— begin —

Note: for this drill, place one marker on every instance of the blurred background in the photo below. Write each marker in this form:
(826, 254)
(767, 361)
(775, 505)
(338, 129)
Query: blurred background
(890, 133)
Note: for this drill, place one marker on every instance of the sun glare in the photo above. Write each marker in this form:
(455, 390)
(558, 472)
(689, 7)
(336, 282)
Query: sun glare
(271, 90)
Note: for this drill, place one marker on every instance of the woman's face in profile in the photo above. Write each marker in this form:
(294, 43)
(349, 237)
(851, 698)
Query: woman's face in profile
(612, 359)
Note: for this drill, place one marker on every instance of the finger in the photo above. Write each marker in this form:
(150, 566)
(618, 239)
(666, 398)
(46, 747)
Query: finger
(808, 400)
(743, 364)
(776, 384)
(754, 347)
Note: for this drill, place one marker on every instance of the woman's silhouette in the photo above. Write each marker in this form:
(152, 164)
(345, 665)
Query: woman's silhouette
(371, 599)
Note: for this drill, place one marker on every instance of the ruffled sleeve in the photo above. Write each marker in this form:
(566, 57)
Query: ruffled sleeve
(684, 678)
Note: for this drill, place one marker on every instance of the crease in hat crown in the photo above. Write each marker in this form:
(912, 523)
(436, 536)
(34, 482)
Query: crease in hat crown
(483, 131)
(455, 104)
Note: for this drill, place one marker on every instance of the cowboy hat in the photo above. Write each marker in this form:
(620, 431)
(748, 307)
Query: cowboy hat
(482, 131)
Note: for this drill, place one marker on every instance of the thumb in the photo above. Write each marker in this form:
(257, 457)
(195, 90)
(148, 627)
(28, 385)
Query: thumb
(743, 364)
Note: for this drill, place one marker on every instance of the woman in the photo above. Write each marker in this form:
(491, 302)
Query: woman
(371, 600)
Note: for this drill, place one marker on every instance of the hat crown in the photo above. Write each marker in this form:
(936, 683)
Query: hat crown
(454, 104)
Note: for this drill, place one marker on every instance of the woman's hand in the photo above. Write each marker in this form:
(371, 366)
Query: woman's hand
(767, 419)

— end —

** PROBLEM **
Render every line of the records above as a JSON list of strings, one string per line, with blank lines omitted.

** FINISHED EXERCISE **
[
  "Note: for this drill, place one marker on every instance of the blurred background in the photo below. Write each marker in this form:",
  "(826, 254)",
  "(767, 361)",
  "(775, 505)",
  "(338, 129)",
  "Query: blurred background",
  "(890, 133)",
  "Note: for this drill, place one marker on every instance of the sun glare in the photo above. Write each marker in this form:",
  "(455, 390)",
  "(558, 472)",
  "(689, 7)",
  "(336, 282)",
  "Query: sun glare",
  "(271, 90)",
  "Note: for this drill, place one marker on every instance of the woman's face in profile in the photo above. Write each marker in this form:",
  "(294, 43)",
  "(349, 237)",
  "(851, 698)",
  "Query: woman's face in profile",
  "(612, 359)",
  "Note: for this drill, place one marker on every instance of the finger in the photo above. Write each marker in this form:",
  "(150, 566)",
  "(618, 239)",
  "(666, 398)",
  "(46, 747)",
  "Query: finger",
  "(808, 400)",
  "(743, 364)",
  "(776, 384)",
  "(754, 347)",
  "Note: for this drill, place one marker on every instance of the woman's silhouette in the photo above. Write each marker in this form:",
  "(152, 164)",
  "(345, 665)",
  "Query: woman's silhouette",
  "(371, 599)",
  "Note: for this drill, place one marker on every instance of the ruffled sleeve in the photo above. Write each marker in this form:",
  "(566, 57)",
  "Query: ruffled sleeve",
  "(684, 678)",
  "Note: for this drill, place one marker on every instance of the crease in hat crown in the photo above. Write each marker in this form:",
  "(912, 523)",
  "(436, 536)",
  "(34, 482)",
  "Query: crease in hat crown",
  "(483, 131)",
  "(455, 104)",
  "Note: for this drill, place one marker on every instance of the cowboy hat in the photo above. Write each marker in this form:",
  "(620, 431)",
  "(748, 307)",
  "Query: cowboy hat",
  "(482, 131)",
  "Note: for this drill, place one marker on every instance of the thumb in the photo above. Write each marker in this form:",
  "(257, 457)",
  "(195, 90)",
  "(148, 627)",
  "(28, 385)",
  "Query: thumb",
  "(743, 364)",
  "Note: for this drill, place one marker on every instance of the woman in the photo above. Write each marker in this form:",
  "(491, 302)",
  "Query: woman",
  "(371, 600)",
  "Note: for this drill, place one marker on every instance of the hat crown in the photo above. Write each marker in this form:",
  "(936, 683)",
  "Query: hat crown",
  "(454, 104)",
  "Note: for this drill, place one marker on every instance of the woman's hand in the photo above. Write each marker in this form:",
  "(371, 366)",
  "Query: woman's hand",
  "(767, 419)"
]